How to complete this task: Send back the records exactly as written, with no images.

Listed records:
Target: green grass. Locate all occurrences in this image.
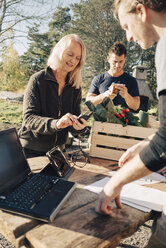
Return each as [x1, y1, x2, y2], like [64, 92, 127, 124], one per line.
[0, 99, 157, 129]
[0, 100, 23, 124]
[0, 99, 90, 126]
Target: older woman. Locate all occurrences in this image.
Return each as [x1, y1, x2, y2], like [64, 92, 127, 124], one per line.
[19, 34, 87, 158]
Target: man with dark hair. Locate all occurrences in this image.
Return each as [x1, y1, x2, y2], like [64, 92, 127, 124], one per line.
[108, 41, 127, 57]
[96, 1, 166, 247]
[86, 41, 140, 112]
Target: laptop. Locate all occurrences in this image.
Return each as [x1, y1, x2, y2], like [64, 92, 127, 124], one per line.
[0, 128, 76, 222]
[40, 146, 75, 179]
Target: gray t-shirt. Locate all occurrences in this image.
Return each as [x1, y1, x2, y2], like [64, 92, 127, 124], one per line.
[156, 32, 166, 96]
[140, 32, 166, 171]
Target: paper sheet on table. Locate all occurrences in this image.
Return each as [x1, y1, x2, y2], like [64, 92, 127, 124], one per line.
[121, 199, 151, 212]
[109, 171, 166, 185]
[84, 177, 166, 212]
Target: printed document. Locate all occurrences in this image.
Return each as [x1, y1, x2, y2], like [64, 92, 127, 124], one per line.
[85, 176, 166, 212]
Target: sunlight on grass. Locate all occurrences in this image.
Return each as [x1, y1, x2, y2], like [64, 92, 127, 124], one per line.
[0, 100, 23, 124]
[0, 99, 92, 126]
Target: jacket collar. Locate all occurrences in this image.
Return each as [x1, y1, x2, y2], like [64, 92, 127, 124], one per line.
[45, 66, 71, 85]
[45, 66, 57, 82]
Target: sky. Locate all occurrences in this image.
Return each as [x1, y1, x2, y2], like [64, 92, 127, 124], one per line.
[14, 0, 80, 55]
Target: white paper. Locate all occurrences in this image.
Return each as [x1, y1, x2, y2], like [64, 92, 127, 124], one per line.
[84, 177, 166, 212]
[141, 172, 166, 183]
[85, 177, 109, 194]
[109, 171, 166, 185]
[121, 199, 151, 212]
[121, 182, 166, 212]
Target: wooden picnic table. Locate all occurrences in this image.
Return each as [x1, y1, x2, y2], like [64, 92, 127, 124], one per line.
[0, 156, 165, 248]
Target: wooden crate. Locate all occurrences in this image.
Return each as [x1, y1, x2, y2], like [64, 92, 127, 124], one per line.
[90, 121, 157, 161]
[147, 115, 159, 128]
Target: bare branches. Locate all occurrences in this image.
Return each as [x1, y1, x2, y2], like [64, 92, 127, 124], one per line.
[0, 0, 57, 45]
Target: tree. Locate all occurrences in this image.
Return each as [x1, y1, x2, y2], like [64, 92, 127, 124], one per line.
[0, 43, 27, 91]
[0, 0, 59, 49]
[21, 7, 72, 76]
[48, 6, 72, 42]
[125, 42, 157, 99]
[71, 0, 126, 93]
[140, 45, 156, 99]
[21, 24, 53, 76]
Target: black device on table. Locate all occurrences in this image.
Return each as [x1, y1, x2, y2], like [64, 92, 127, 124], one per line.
[0, 128, 76, 222]
[40, 146, 75, 179]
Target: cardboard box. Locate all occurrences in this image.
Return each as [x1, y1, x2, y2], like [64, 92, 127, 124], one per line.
[90, 121, 157, 161]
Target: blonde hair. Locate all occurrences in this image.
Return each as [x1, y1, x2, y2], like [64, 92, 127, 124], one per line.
[47, 34, 86, 89]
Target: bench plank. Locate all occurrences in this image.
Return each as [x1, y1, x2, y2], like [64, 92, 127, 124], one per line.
[26, 200, 151, 248]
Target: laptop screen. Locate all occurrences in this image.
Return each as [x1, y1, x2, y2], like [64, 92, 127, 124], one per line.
[0, 128, 31, 194]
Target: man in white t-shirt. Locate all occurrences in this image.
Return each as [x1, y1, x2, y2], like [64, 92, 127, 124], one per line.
[95, 1, 166, 247]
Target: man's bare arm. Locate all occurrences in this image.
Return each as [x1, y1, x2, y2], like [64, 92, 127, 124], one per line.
[86, 90, 117, 106]
[86, 92, 109, 106]
[116, 85, 140, 111]
[125, 95, 140, 111]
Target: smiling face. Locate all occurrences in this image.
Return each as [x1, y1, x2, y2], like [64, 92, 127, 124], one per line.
[60, 40, 82, 73]
[108, 53, 126, 76]
[118, 3, 156, 49]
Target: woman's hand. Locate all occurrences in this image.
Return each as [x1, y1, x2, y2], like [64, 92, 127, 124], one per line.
[56, 113, 77, 129]
[72, 115, 87, 130]
[56, 113, 87, 130]
[119, 140, 149, 167]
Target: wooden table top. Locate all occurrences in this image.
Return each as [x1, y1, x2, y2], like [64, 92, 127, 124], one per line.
[0, 156, 165, 248]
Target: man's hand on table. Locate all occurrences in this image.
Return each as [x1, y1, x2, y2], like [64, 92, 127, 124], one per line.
[95, 180, 122, 215]
[95, 141, 148, 215]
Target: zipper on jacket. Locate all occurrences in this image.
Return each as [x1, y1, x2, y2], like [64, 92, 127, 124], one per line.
[58, 110, 61, 118]
[58, 94, 62, 118]
[54, 84, 69, 147]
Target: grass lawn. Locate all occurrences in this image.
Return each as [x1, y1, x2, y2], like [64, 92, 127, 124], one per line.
[0, 99, 93, 131]
[0, 100, 23, 130]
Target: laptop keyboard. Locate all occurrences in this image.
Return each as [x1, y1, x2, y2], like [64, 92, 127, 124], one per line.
[0, 174, 59, 210]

Output:
Target: green grass. Locate all occurrences in this image.
Return each as [x1, y1, x2, y2], like [64, 92, 127, 124], one per line.
[0, 99, 157, 129]
[0, 100, 23, 124]
[0, 99, 90, 126]
Target: older woman. Locate all occurrences in this image.
Return each as [x1, y1, x2, y2], like [64, 92, 127, 124], one per line.
[19, 34, 87, 158]
Target: man with dark hair. Locate all occurrences in this image.
Return each as [x1, y1, x2, y2], like [64, 92, 127, 124], one per line.
[108, 41, 127, 57]
[96, 1, 166, 247]
[86, 41, 140, 112]
Target: laptop. Locate all occurrences in this image.
Return each as [x1, y1, x2, y2], like [64, 92, 127, 124], one per line.
[0, 128, 76, 222]
[40, 146, 75, 179]
Target: gray t-shirt. Locate all occurrences in this image.
Return each as [x1, y1, x2, y2], like [64, 92, 127, 124], one per line.
[156, 32, 166, 96]
[140, 32, 166, 171]
Target: paper sheet on table. Locate all occurrences in this image.
Return each as [x1, y1, x2, y2], like [64, 92, 127, 124], one per line.
[121, 199, 151, 212]
[109, 171, 166, 185]
[84, 177, 166, 212]
Target: printed document. Locate all occurrences in this image.
Return each as [x1, y1, x2, y2], like [64, 92, 127, 124], one per line.
[85, 176, 166, 212]
Target: sunlight on grass. Locate all occurrences in this image.
Return each as [x1, y1, x2, y2], like [64, 92, 127, 124], one per line.
[0, 100, 23, 124]
[0, 99, 92, 126]
Target: jacket collar. Locate all occurrences in this image.
Return each as [x1, y1, x2, y2], like [64, 92, 127, 124], one per line.
[45, 66, 71, 85]
[45, 66, 57, 82]
Target: sky. Locate all occurrences in this image.
Return each as [x1, y1, x2, y2], like [64, 92, 127, 124], one per line.
[14, 0, 80, 55]
Target: white paper. Locate all occurrences in this image.
Return each as [x1, y1, x2, y2], like [64, 92, 127, 124], one per line.
[84, 177, 166, 212]
[141, 172, 166, 183]
[85, 177, 109, 194]
[109, 171, 166, 185]
[121, 199, 151, 212]
[121, 182, 166, 212]
Target: wooden picnic table. Locate all occurrences in this image.
Return each as [x1, y1, x2, y2], like [64, 92, 127, 124], one per line.
[0, 156, 165, 248]
Target: wooden crate. Locate all occurrences in this image.
Return each as [x1, y1, x2, y2], like [64, 92, 127, 124], one per line.
[90, 121, 157, 161]
[147, 115, 159, 128]
Target: bare branches. Locate all occurrences in this image.
Return each as [x1, y1, x2, y2], like [64, 92, 127, 124], one per line.
[0, 0, 57, 45]
Target: tree. Locate all occurrences in this image.
Return each as [x1, y1, x2, y2], like [64, 92, 127, 124], one per line.
[0, 43, 27, 91]
[0, 0, 59, 49]
[21, 7, 72, 76]
[48, 6, 72, 42]
[125, 42, 157, 99]
[71, 0, 126, 93]
[140, 45, 156, 99]
[21, 24, 53, 76]
Target: black device on table. Locate all occurrences in this image.
Return each as [x1, y1, x2, y2], like [64, 92, 127, 124], one per line.
[0, 128, 76, 222]
[40, 146, 75, 179]
Target: cardboard box. Locate all occurrences in this image.
Return each as [x1, y1, x2, y2], like [64, 92, 127, 124], one per line.
[90, 121, 157, 161]
Target: blonde hair. Locate all occurrences in this image.
Return each as [x1, y1, x2, y2], like [64, 92, 127, 124], one per line.
[47, 34, 86, 89]
Target: bench plank. Locate all occurrences in this image.
Return each as [x1, y1, x2, y2], like [64, 92, 127, 124], one per line.
[26, 200, 151, 248]
Target: laptop screen. Locate all occurrences in this image.
Return each as [x1, y1, x2, y2], like [64, 92, 127, 124], one per line.
[0, 128, 31, 194]
Target: man in white t-shirt. Locate all occurrences in this image.
Return each as [x1, y1, x2, y2], like [64, 92, 127, 124], one per line.
[95, 1, 166, 247]
Target: man's bare arm. Locate all occurrences in this image.
Return each as [x1, y1, x2, y2], like [64, 92, 127, 124], one per line.
[86, 90, 117, 106]
[86, 92, 109, 106]
[116, 85, 140, 111]
[125, 95, 140, 111]
Target: smiling face. Locate all occurrences in this image.
Return each as [x1, y1, x2, y2], like [64, 92, 127, 124], one per line.
[60, 40, 82, 73]
[108, 53, 126, 76]
[118, 3, 156, 49]
Target: woman's hand. Locate all occurrences in this image.
Return each as [x1, y1, x2, y2], like [64, 92, 127, 124], one per line.
[56, 113, 77, 129]
[72, 115, 87, 130]
[56, 113, 87, 130]
[119, 140, 149, 167]
Target: wooden table top. Locate all occurrences in this image.
Return each as [x1, y1, x2, y2], like [64, 92, 127, 124], one per line.
[0, 156, 165, 248]
Target: man's hand on table. Locate all occurrences in this image.
Return each as [x1, y1, x2, y2], like [64, 92, 127, 124], one per line.
[95, 180, 122, 215]
[95, 141, 148, 215]
Target: zipper on jacket. Locate all occurrences in this image.
Return each as [x1, y1, x2, y2], like [64, 92, 127, 124], one per line.
[58, 110, 61, 118]
[58, 94, 62, 118]
[54, 84, 69, 147]
Target: grass lawn. Locate all occurrences in this image.
Return each as [x1, y1, x2, y2], like [64, 92, 127, 124], one per line.
[0, 99, 93, 131]
[0, 100, 23, 130]
Target: laptop keyboard. Locate all occurrences in this image.
Return each as [x1, y1, x2, y2], like [64, 92, 127, 124], one per line.
[0, 174, 59, 210]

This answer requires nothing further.